[Task brief]:
Render every line of the entries below as a Markdown table with two columns, Row and Text. Number each row and leave out blank lines.

********

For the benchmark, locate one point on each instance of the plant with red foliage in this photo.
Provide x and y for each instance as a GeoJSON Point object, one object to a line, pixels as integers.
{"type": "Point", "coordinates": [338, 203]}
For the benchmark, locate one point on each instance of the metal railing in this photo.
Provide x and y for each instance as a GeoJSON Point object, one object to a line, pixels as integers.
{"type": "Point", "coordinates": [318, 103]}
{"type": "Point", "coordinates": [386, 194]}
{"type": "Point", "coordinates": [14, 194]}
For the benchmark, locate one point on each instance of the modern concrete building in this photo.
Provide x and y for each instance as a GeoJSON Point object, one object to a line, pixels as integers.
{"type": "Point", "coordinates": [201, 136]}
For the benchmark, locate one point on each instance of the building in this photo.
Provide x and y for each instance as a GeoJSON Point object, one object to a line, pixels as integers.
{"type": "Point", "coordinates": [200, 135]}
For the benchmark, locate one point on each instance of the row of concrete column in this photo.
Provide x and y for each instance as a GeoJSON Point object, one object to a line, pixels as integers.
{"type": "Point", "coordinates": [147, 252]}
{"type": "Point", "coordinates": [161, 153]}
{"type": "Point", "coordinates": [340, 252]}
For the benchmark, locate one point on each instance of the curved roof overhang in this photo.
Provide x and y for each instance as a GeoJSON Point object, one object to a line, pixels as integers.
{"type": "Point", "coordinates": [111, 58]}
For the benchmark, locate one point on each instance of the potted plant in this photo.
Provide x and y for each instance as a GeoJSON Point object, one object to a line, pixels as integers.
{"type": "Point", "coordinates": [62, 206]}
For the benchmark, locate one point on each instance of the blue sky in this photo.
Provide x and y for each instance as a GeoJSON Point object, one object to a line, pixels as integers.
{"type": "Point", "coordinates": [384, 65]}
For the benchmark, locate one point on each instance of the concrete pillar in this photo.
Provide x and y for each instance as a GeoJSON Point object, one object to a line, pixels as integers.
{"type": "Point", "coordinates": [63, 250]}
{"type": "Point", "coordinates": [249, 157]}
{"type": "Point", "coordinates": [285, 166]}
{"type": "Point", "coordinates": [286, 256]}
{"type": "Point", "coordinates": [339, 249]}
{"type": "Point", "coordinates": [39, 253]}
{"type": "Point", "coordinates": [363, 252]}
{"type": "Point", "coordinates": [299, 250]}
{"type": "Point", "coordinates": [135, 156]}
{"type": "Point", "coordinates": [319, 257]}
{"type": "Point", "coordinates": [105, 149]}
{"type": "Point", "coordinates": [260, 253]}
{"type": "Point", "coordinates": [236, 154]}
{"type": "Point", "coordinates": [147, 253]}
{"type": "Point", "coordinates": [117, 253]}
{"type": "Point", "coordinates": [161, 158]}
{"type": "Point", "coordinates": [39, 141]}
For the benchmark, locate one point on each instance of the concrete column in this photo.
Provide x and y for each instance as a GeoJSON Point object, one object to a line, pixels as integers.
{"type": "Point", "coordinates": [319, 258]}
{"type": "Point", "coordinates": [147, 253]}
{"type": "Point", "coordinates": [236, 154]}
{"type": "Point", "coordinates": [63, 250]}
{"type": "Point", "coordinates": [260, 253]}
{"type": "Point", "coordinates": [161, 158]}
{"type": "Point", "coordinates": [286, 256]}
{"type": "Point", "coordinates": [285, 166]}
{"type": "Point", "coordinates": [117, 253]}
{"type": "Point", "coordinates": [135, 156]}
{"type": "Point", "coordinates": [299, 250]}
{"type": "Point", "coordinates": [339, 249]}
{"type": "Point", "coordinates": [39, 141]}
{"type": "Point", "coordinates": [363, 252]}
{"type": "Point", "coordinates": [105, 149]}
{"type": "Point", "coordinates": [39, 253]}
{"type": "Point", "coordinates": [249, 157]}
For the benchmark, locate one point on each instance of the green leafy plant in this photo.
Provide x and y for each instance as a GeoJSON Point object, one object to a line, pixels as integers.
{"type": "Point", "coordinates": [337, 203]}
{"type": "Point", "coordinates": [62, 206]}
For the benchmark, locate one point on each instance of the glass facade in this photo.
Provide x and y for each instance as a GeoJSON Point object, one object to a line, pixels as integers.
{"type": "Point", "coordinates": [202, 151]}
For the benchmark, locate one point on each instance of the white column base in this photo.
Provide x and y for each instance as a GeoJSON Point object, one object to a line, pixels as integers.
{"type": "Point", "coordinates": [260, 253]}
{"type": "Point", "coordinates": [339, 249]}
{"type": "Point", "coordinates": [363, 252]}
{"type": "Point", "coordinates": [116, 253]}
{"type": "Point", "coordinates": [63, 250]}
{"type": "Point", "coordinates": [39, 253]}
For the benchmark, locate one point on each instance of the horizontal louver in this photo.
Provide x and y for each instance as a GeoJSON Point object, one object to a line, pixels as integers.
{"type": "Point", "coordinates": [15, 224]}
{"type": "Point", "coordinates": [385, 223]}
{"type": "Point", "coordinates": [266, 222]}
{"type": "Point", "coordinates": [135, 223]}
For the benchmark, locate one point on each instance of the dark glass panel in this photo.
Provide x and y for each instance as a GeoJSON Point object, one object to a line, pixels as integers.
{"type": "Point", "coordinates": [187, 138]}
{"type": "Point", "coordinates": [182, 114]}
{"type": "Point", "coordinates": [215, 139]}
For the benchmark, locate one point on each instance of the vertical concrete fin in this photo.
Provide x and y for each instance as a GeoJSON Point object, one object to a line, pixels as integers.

********

[Solution for this problem]:
| Row | Text |
|---|---|
| 1 | For the benchmark, locate one point on each instance of the plant with red foliage in this photo. |
| 2 | Provide x and y for each instance as a GeoJSON Point object, one object to a line, pixels as integers. |
| 3 | {"type": "Point", "coordinates": [338, 203]} |
| 4 | For the benchmark, locate one point on each instance of the metal railing in this photo. |
| 5 | Provide x and y for each instance as a GeoJSON Point object, one object to a line, pixels as integers. |
| 6 | {"type": "Point", "coordinates": [318, 103]} |
| 7 | {"type": "Point", "coordinates": [386, 194]} |
| 8 | {"type": "Point", "coordinates": [14, 194]} |
| 9 | For the benchmark, locate one point on each instance of the modern concrete building in this photo. |
| 10 | Provide x and y for each instance as a GeoJSON Point object, one object to a line, pixels as integers. |
| 11 | {"type": "Point", "coordinates": [201, 136]} |
| 12 | For the benchmark, locate one point on each instance of the building in this photo. |
| 13 | Provide x and y for each instance as a GeoJSON Point object, one object to a line, pixels as integers. |
| 14 | {"type": "Point", "coordinates": [200, 135]} |
| 15 | For the benchmark, locate one point on each instance of the row of concrete column in this photo. |
| 16 | Provide x and y for each instance as a GeoJSON Point object, one object to a line, pixels as integers. |
| 17 | {"type": "Point", "coordinates": [147, 252]} |
| 18 | {"type": "Point", "coordinates": [161, 153]} |
| 19 | {"type": "Point", "coordinates": [340, 252]} |
| 20 | For the benchmark, locate one point on each instance of the curved roof overhang in this photo. |
| 21 | Provide x and y for each instance as a GeoJSON Point object, one object to a line, pixels as integers. |
| 22 | {"type": "Point", "coordinates": [111, 58]} |
| 23 | For the benchmark, locate one point on each instance of the potted plant in this photo. |
| 24 | Provide x and y for each instance as a GeoJSON Point object, one object to a line, pixels as integers. |
| 25 | {"type": "Point", "coordinates": [62, 206]} |
| 26 | For the benchmark, locate one point on each instance of the blue sky in this photo. |
| 27 | Provide x and y for each instance as a GeoJSON Point object, one object to a line, pixels as integers. |
| 28 | {"type": "Point", "coordinates": [384, 65]} |
| 29 | For the benchmark, locate one point on each instance of the concrete pillar in this photo. |
| 30 | Provide x and y for each instance as a GeoJSON Point object, one object to a line, pixels as integers. |
| 31 | {"type": "Point", "coordinates": [63, 250]} |
| 32 | {"type": "Point", "coordinates": [249, 157]} |
| 33 | {"type": "Point", "coordinates": [285, 166]} |
| 34 | {"type": "Point", "coordinates": [286, 256]} |
| 35 | {"type": "Point", "coordinates": [339, 249]} |
| 36 | {"type": "Point", "coordinates": [39, 253]} |
| 37 | {"type": "Point", "coordinates": [363, 252]} |
| 38 | {"type": "Point", "coordinates": [299, 250]} |
| 39 | {"type": "Point", "coordinates": [135, 156]} |
| 40 | {"type": "Point", "coordinates": [319, 257]} |
| 41 | {"type": "Point", "coordinates": [105, 149]} |
| 42 | {"type": "Point", "coordinates": [260, 253]} |
| 43 | {"type": "Point", "coordinates": [236, 154]} |
| 44 | {"type": "Point", "coordinates": [147, 253]} |
| 45 | {"type": "Point", "coordinates": [117, 253]} |
| 46 | {"type": "Point", "coordinates": [161, 158]} |
| 47 | {"type": "Point", "coordinates": [39, 141]} |
| 48 | For the benchmark, locate one point on each instance of the concrete column in this photo. |
| 49 | Provide x and y for each instance as a GeoJSON Point object, one object to a line, pixels as integers. |
| 50 | {"type": "Point", "coordinates": [319, 258]} |
| 51 | {"type": "Point", "coordinates": [147, 253]} |
| 52 | {"type": "Point", "coordinates": [236, 154]} |
| 53 | {"type": "Point", "coordinates": [63, 250]} |
| 54 | {"type": "Point", "coordinates": [260, 253]} |
| 55 | {"type": "Point", "coordinates": [161, 158]} |
| 56 | {"type": "Point", "coordinates": [286, 256]} |
| 57 | {"type": "Point", "coordinates": [285, 166]} |
| 58 | {"type": "Point", "coordinates": [117, 253]} |
| 59 | {"type": "Point", "coordinates": [135, 156]} |
| 60 | {"type": "Point", "coordinates": [299, 250]} |
| 61 | {"type": "Point", "coordinates": [339, 249]} |
| 62 | {"type": "Point", "coordinates": [39, 141]} |
| 63 | {"type": "Point", "coordinates": [363, 252]} |
| 64 | {"type": "Point", "coordinates": [105, 149]} |
| 65 | {"type": "Point", "coordinates": [39, 253]} |
| 66 | {"type": "Point", "coordinates": [249, 157]} |
| 67 | For the benchmark, locate one point on each instance of the green leafy plant in this photo. |
| 68 | Provide x and y for each instance as a GeoJSON Point object, one object to a line, pixels as integers. |
| 69 | {"type": "Point", "coordinates": [337, 203]} |
| 70 | {"type": "Point", "coordinates": [62, 206]} |
| 71 | For the benchmark, locate one point on each instance of the glass facade in this photo. |
| 72 | Provide x and y for each instance as a GeoJSON Point object, one object to a line, pixels as integers. |
| 73 | {"type": "Point", "coordinates": [202, 151]} |
| 74 | For the benchmark, locate one point on each instance of the white column base in this photo. |
| 75 | Provide x and y for each instance as a GeoJSON Point object, one object to a line, pixels as integers. |
| 76 | {"type": "Point", "coordinates": [260, 253]} |
| 77 | {"type": "Point", "coordinates": [339, 249]} |
| 78 | {"type": "Point", "coordinates": [363, 252]} |
| 79 | {"type": "Point", "coordinates": [116, 253]} |
| 80 | {"type": "Point", "coordinates": [63, 250]} |
| 81 | {"type": "Point", "coordinates": [39, 253]} |
| 82 | For the benchmark, locate one point on each instance of the horizontal louver in this photo. |
| 83 | Provide x and y for each instance as a GeoJSON Point object, one object to a line, pixels as integers. |
| 84 | {"type": "Point", "coordinates": [15, 224]} |
| 85 | {"type": "Point", "coordinates": [385, 223]} |
| 86 | {"type": "Point", "coordinates": [266, 222]} |
| 87 | {"type": "Point", "coordinates": [135, 223]} |
| 88 | For the benchmark, locate one point on each instance of the dark glass panel in this photo. |
| 89 | Provide x and y for each instance as a GeoJSON Point object, one object to a line, pixels as integers. |
| 90 | {"type": "Point", "coordinates": [187, 138]} |
| 91 | {"type": "Point", "coordinates": [182, 114]} |
| 92 | {"type": "Point", "coordinates": [215, 139]} |
| 93 | For the benchmark, locate one point on each instance of the vertical concrete fin in this photo. |
| 94 | Provide x and y for each instance as a GeoJSON Point object, one object to a line, pixels as integers. |